• _SOURCE TEXT_:
* BEGIN *

In constructing Saché, Calder worked primarily within local architectural norms, and his signature moves do not stick out. The ossature of the roof is lighter and freer than the traditional construction usually seen in the region, but the form and volume of the roof are local. Calder provided for the building’s structural needs with lumber rather than hewn beams, but he effectively replicated the latter by twinning planks and then reinforcing them, using his intuitive engineer’s knowledge—plus the experience he had gained putting ribs and gussets on his monumental sculptures. The ground floor has simple Romanesque arches. Perhaps they represent Calder’s traveler’s idea of old France, a personal preference rather than a reference. Louis Kahn would have approved. They also evoke the nineteenth-century American industrial buildings that young Calder, like Kahn, would have seen in Philadephia, as much as they do the prevailing architectural style of the turn of the first millenium.

Saché is a long way from Roxbury. The evolution of Calder’s art over a quarter century can be understood in the respective architectures and constructive histories of the two studios. Roxbury was acquired, in the grand American tradition, with 100 percent leverage. The down payment was provided by an old friend from college. On top of that, Calder gleefully borrowed against his whole life insurance policy and took care of the balance by taking out a mortgage. It was the first place Calder owned. In addition to building on the preexisting foundation of the ruined barn, he conserved its stone silo. The barn’s understated and lovely functionality recalls Robert Motherwell’s studio in Amagansett—designed by another poetic functionalist, Pierre Chareau—which consisted of a World War II surplus Quonset hut and a greenhouse. For Calder, the materials at hand were a barn ruin, cinder blocks, and prefabricated greenhouse windows. Here he first rigged up his famous system of screw eyes in the rafters (“My sky is studded with … screw eyes”[7]) so he could hoist and suspend mobiles using a purpose-built pole with a hooking apparatus rigged on its end.

* END *

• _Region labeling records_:
* BEGIN *

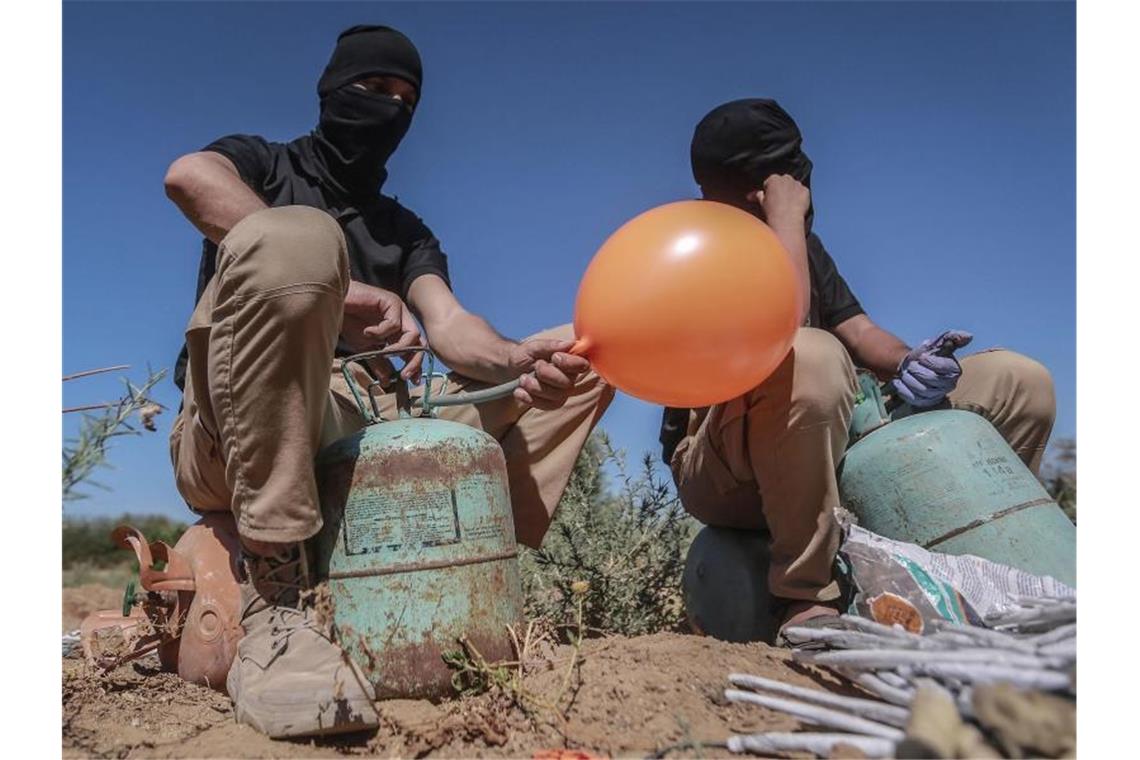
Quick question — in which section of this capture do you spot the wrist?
[765,209,804,234]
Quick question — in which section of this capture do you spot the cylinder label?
[344,489,462,555]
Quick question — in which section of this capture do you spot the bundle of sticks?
[725,598,1076,758]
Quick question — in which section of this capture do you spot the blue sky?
[63,2,1076,517]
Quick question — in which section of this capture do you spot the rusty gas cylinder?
[316,353,523,698]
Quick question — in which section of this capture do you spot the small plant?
[63,367,166,501]
[443,581,589,726]
[521,432,699,636]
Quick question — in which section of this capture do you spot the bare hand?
[341,280,426,383]
[749,174,812,226]
[510,338,589,409]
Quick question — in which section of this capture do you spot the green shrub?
[521,432,699,636]
[63,515,186,567]
[1041,438,1076,523]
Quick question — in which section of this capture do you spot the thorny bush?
[521,432,699,636]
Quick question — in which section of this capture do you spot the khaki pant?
[170,206,613,547]
[673,328,1056,602]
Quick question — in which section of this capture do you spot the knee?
[218,206,349,295]
[980,351,1057,427]
[793,328,857,422]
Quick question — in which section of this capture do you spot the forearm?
[164,153,266,243]
[770,216,812,325]
[850,325,911,381]
[425,310,520,384]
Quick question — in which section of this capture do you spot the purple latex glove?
[890,330,974,409]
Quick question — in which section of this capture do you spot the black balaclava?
[690,98,813,228]
[312,26,423,198]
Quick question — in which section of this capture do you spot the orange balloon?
[573,201,800,407]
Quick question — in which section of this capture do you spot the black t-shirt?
[174,134,450,389]
[659,232,864,465]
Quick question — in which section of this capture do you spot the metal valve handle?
[341,345,519,425]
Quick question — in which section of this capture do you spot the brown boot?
[226,544,378,738]
[776,600,840,646]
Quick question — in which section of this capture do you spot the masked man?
[165,26,612,737]
[661,99,1056,638]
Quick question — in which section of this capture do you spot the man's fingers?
[523,337,575,359]
[911,353,962,375]
[360,319,401,341]
[400,351,424,383]
[551,351,589,378]
[534,359,573,389]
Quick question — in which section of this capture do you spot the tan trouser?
[170,206,613,547]
[673,328,1056,602]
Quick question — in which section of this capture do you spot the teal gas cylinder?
[839,374,1076,587]
[316,352,523,698]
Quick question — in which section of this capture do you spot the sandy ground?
[63,587,841,758]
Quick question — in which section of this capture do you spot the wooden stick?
[63,365,131,383]
[727,733,895,758]
[728,673,910,728]
[724,688,904,742]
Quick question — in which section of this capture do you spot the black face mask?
[307,26,423,202]
[314,84,412,196]
[690,98,814,229]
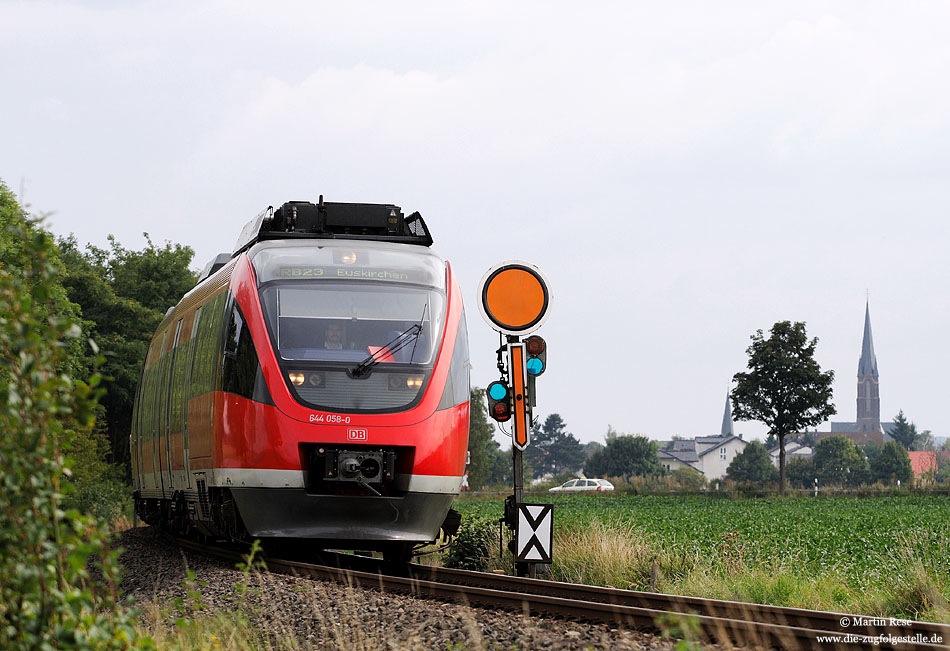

* END *

• _WRITTEN TASK_: List every person named in the passage above about Calder's studios at Saché and Roxbury.

• _IN RESPONSE_:
Calder
Louis Kahn
Robert Motherwell
Pierre Chareau